● **What you need to do**
[a] Copy out everything in the forum thread on Jeep SRT8 wheels from "I have a Jeep" down to "lighter, and stronger.", word for word.
[b] Write the next part of the forum thread on Jeep SRT8 wheels, picking up right after its last sentence.

● **Reading text**
══════════════════════════════

# 20" jeep srt8 wheels



## h2oveedub96 (Mar 26, 2000)

Wondering if they would work









http://cgi.ebay.com/ebaymotors/20-J...ptZMotorsQ5fCarQ5fTruckQ5fPartsQ5fAccessories


----------



## jh1867 (Mar 17, 2011)

*20" SRT wheels*

I sure hope!!! They would look killer. I would like to know.


----------



## 58kafer (Jun 27, 2007)

Funny you posted these, I've been eyeing the polished ones and the silver ones. They have a 34.75 offset on the 20X9 and a 50 offset on the 20X10's I think. You can get them staggered on the Jeeps. The nice thing about the repopped rims is they dont have SRT8 cast into the spoke. You can find them fairly cheap on ebay. They would look bangin on the ROU-TANG CLAN. I've been thinking of how I can try a set out. 

If you look in the chart on this guys auction it lists the 2008 T&C and DGC!!!!!! I want a guarentee they fit or a return policy, I also don't want them out past the wheel well lip. I see the kids around me with jettas with the rims an inch past the wheel wells and too narrow of a tire and the lip of the rim is about 3/8" away from the sidewall, I just don't get it?????

EDIT* I just hopped on Tirerack and brought up a 2010 Jeep Grand Cherokee and a 2010 Routan both have the KMC Slides and Rockstars listed with the same offsets, sooooooo, I'd assume that those would fit because the repops will fit the 2010 JGC. Just an assumption.


----------



## TCM GLX (Jan 2, 2000)

I have a Jeep Grand Cherokee so i can shed some light here. 

Fronts would fit all around, rear would be really tight because of the width. On ebay, you can buy them in a 20x8 and a 20x9 all around, those would be fine. The OEM ones are ALCOA FORGED, so they are much lighter, and stronger. 

I considered trying these, but was a little leary it will stick out passed the fenderlip, and without lowering, that looks like ass (IMO)


----------



## VWroutanvanman (Feb 12, 2011)

*The price is right?*

I'm not familiar with the word "repop". Does repop=knockoff? I'm just about ready to buy wheels for my Norge Routan, and was concerned about correct offset. Anyone know what the actual offset is on the stock 17" wheel? Is "ET" another word for backspacing? Also what is the price on those Jeep wheels? Lot of questions, I know, but I want to do it right.

Yeah, I got the price on the srt8 wheels ($175 ea. good deal). Also pretty close to baggin' and slammin' the ol' Route. Can't wait. Thanks for posting the DGC and CTC Airbag kit.


----------



## 58kafer (Jun 27, 2007)

Repop=Reproduction not OEM

Stock offset should be 40mm cast into inside of wheel somewhere


----------



## Ondaora20 (Apr 19, 2010)

58kafer said:


> Repop=Reproduction not OEM
> 
> Stock offset should be 40mm cast into inside of wheel somewhere


 It's on the spoke on the inside of the wheel.


----------



## Ondaora20 (Apr 19, 2010)

I've read this thread with great interest as I am ready to get my wheel adaptors for my Chrysler Pacifica wheels, and have done alot of homework. If you have a wheel with an offset greater than 40, you_* may*_ need an adaptor because the wheel won't clear the brake caliper. My wheel has an offset of 51, so I definitely have to get an adaptor. The minimum width of an adaptor is 17-18 mm, so your wheel's width is definitely going to be an issue the larger in width you go.

══════════════════════════════

● **Material provided**
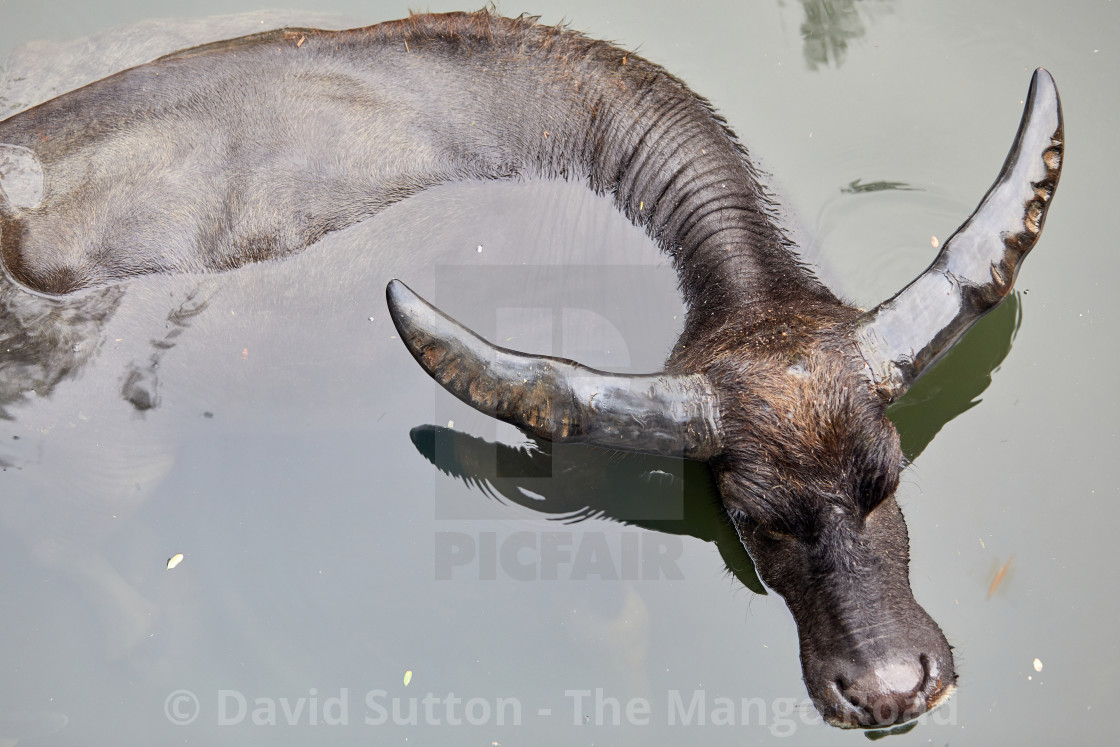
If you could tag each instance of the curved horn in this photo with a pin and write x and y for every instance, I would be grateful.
(976, 269)
(556, 399)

══════════════════════════════

● **Exercise responses**
[a]
I have a Jeep Grand Cherokee so i can shed some light here. 

Fronts would fit all around, rear would be really tight because of the width. On ebay, you can buy them in a 20x8 and a 20x9 all around, those would be fine. The OEM ones are ALCOA FORGED, so they are much lighter, and stronger.

[b]
With the 9" wheel, with its offset of 34.75mm (meaning the wheel is going to sit closer to the outside of the fender), the wheel is going to sit 37 mm further out than the stock wheel, which means it will definitely be too wide up front. It will protrude almost 3/4" past the fender (17.95mm)

(The math: 9" wheel - 6.5" stock wheel = 2.5". Divide by 2 (half further in, half further out, based upon the 40mm offset) = 1.25" (31.75mm) Add 31.75mm + 5.25mm (offset less than 40mm stock) = 37mm)

Take a look at the front wheel:












You have 3/4" (19 mm) to play with before you go past the edge of the fender. Way less than the 37mm you will need.

The rear tire sits 1.25" (31.75mm) in from the fender, so even there this wheel won't work.











Depending upon the offset of the 8" wide wheel, it _might_ fit, but the offset is critical.

Hope this helps.


----------



## pefer (Apr 27, 2006)

*Does fit... on the dodge caravan*

(20x9) SRT8 replicas on 2011 Grand Caravan.

See pics...


----------



## johnnyR32 (Aug 31, 2004)

*FV-QR*

:thumbup:


----------



## 58kafer (Jun 27, 2007)

Spill the beans bro on the details. Whose wheel, whats the rubber size etc.... Man that looks great, and I'm not a fan of the "Murdered Out" look, but it looks damn good. I've been eyeing the polished ones or the silver ones.:thumbup::thumbup:


----------



## pefer (Apr 27, 2006)

These are gloss black replicas, I got them used through craigslist. So no selection of colors there, it was what it was, but the price was great. I do prefer the gunmetal or polished ones myself.

They are a bit heavier than the factory 16", I"d say a few pounds more... Could not find the bathroom scale to be certain what the difference is. 


I researched as far as offset, hub center,... the Jeep is the same as the dodge caravan.

Tires are 255-45-20, they do sit about 1" taller than the factory 16" that was on ( i put both wheels side by side to compare). 
By this, it raises the van by ~ 1/2". They do not rub anywhere, even with the van loaded up heavy, as you can see by the pic below they are right on the edge of the front fender. 
Front wheels clear fender liners no problem in any direction, no problems with the struts, definitely no problem with the brake calipers!:laugh: 

Once these wear out, I will go down to a 40 series, which will be exactly the same overall height as the factory 16".

Driving impressions, stability, specially cross wind... it is way better. :thumbup:
Ride is not any harsher than the factory rims/tires, I am surprised.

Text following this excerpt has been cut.